### [Short problem]
Extract the records word for word, from their first line down to the line that contains "[105, 587, 467, 682]", with that line included.

### [Source data]
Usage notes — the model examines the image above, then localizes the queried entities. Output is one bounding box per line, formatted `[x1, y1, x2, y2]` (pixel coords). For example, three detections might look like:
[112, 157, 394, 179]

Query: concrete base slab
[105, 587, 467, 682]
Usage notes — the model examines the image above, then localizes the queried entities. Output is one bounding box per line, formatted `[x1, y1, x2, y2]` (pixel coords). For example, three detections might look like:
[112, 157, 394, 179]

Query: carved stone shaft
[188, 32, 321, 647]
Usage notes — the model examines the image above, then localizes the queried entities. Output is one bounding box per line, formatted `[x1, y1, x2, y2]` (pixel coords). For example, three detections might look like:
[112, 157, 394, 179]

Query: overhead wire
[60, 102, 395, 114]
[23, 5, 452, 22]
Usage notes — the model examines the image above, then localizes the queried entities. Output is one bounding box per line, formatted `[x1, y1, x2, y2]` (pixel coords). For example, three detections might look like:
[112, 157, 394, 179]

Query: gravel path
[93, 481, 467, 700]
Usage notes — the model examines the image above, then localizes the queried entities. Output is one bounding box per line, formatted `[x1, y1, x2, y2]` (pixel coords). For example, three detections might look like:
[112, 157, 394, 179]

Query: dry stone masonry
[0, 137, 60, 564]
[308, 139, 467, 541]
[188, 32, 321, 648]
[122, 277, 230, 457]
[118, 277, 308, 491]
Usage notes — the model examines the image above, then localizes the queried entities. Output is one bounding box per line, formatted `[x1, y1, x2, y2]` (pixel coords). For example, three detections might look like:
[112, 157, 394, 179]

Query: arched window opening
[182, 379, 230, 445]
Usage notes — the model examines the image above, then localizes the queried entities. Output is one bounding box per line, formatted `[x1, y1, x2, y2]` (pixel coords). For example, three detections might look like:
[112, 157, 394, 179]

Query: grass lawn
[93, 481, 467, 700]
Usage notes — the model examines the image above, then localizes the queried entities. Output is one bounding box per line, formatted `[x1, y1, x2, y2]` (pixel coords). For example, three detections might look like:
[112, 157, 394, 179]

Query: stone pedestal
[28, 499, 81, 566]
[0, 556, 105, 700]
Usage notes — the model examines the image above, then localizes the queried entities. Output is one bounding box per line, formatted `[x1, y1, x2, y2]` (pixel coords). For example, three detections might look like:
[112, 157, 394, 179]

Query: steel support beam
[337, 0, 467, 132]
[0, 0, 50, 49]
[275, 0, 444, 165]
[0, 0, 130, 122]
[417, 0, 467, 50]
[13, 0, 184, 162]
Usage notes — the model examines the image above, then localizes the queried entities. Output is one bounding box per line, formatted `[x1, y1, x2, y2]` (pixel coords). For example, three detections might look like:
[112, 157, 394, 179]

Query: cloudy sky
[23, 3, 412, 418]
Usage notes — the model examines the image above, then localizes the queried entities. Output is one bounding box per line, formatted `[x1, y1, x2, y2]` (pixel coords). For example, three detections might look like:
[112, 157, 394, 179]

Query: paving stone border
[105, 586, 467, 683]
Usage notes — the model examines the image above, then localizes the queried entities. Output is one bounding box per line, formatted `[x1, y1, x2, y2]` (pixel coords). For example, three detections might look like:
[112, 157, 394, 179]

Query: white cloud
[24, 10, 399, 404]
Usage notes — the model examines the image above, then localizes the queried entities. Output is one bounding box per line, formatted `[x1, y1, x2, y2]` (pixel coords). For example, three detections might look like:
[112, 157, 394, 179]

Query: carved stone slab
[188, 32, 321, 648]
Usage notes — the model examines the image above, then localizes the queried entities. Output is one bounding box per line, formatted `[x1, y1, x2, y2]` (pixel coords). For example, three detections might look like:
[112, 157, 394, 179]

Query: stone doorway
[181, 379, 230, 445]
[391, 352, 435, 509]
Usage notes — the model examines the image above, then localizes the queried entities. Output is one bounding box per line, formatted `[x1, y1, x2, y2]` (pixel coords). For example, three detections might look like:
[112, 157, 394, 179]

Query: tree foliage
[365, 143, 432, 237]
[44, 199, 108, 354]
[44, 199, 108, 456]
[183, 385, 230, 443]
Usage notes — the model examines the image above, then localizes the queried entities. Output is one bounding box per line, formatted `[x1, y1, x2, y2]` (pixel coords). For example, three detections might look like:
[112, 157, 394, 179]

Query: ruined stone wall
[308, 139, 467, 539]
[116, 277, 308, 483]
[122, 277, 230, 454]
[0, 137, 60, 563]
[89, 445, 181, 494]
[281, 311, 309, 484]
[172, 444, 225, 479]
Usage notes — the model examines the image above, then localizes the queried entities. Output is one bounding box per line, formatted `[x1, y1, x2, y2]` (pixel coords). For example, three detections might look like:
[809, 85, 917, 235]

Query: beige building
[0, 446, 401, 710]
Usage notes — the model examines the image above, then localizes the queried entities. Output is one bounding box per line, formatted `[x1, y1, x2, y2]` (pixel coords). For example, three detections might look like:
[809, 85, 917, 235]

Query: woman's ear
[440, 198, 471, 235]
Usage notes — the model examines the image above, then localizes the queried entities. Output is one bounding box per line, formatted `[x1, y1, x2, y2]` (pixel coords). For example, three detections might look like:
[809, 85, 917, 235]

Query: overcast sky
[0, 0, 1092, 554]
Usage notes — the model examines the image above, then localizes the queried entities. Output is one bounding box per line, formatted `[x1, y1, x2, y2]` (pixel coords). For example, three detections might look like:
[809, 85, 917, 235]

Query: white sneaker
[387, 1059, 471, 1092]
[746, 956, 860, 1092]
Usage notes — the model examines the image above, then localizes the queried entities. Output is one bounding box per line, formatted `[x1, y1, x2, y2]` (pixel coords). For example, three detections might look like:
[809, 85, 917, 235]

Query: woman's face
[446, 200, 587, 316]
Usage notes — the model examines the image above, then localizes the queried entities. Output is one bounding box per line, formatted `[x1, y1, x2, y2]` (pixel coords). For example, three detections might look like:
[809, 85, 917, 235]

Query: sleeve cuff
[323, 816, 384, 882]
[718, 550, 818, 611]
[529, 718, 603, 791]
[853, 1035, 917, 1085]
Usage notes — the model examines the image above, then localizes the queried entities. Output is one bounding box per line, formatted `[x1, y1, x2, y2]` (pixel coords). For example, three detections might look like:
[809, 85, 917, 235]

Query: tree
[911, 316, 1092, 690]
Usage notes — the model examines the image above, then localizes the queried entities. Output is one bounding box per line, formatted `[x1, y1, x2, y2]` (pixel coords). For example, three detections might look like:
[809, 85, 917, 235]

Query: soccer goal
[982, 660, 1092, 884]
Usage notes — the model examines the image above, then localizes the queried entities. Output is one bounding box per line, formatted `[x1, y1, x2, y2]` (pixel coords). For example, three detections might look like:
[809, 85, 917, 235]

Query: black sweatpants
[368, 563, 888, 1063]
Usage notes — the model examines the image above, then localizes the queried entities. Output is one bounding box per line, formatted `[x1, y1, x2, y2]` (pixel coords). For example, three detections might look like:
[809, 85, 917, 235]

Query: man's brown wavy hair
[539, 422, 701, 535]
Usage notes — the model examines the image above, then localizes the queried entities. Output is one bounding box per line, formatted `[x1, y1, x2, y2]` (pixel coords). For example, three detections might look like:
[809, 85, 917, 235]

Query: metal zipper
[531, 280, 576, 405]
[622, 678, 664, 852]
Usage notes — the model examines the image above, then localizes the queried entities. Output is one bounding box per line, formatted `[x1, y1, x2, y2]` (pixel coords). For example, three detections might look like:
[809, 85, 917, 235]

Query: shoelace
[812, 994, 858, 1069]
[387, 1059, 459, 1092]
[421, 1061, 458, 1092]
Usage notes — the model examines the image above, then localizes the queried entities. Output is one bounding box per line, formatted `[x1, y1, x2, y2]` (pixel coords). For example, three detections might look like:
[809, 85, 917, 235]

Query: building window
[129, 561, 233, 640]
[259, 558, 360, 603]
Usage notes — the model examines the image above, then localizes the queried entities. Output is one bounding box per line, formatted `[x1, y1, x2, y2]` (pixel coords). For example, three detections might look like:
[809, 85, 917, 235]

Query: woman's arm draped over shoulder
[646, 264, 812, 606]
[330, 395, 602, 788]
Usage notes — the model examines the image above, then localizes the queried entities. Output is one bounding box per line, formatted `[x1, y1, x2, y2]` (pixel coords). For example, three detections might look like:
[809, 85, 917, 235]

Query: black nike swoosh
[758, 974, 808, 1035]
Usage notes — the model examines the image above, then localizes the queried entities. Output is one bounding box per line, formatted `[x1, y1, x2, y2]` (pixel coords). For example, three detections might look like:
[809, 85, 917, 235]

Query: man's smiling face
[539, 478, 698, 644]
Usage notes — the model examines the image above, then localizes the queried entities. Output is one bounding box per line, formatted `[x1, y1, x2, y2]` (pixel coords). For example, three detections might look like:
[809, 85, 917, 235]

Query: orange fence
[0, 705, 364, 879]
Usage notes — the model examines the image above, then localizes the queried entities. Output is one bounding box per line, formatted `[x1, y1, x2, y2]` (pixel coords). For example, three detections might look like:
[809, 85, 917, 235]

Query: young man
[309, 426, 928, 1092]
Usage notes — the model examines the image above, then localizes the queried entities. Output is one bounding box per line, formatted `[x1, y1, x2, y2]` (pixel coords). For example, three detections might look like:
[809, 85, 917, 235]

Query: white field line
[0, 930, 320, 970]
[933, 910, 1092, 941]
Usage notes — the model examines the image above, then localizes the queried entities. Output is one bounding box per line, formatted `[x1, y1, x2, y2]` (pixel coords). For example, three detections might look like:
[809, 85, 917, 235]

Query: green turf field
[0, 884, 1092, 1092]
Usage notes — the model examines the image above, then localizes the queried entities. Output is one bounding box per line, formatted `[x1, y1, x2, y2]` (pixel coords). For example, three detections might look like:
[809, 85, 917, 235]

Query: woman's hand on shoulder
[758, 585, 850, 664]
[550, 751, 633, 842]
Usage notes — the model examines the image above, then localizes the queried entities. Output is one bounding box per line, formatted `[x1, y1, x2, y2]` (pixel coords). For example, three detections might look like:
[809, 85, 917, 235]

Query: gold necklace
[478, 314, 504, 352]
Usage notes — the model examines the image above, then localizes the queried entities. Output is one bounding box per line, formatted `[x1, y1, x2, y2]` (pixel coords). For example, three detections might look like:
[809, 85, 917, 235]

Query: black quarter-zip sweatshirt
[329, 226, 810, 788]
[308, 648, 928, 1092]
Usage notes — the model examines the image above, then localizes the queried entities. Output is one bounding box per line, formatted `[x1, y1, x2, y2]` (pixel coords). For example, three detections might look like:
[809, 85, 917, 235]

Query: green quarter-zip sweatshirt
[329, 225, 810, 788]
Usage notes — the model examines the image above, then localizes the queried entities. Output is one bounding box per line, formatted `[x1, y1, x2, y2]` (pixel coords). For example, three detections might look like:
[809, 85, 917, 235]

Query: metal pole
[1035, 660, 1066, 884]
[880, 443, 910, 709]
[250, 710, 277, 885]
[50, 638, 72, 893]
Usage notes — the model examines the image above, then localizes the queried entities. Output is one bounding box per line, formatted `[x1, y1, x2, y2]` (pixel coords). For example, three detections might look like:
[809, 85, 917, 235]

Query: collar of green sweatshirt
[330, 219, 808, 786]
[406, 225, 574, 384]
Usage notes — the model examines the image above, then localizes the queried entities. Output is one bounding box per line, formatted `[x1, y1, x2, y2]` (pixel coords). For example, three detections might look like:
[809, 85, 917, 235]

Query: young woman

### [Exercise answer]
Usage notes — the model examines the image above, then localizes the queried entities. Output is one bounding box per line, formatted `[x1, y1, x2, y2]` (pixel coords). For example, three detections might look like:
[112, 157, 394, 179]

Query: concrete base slab
[105, 587, 467, 682]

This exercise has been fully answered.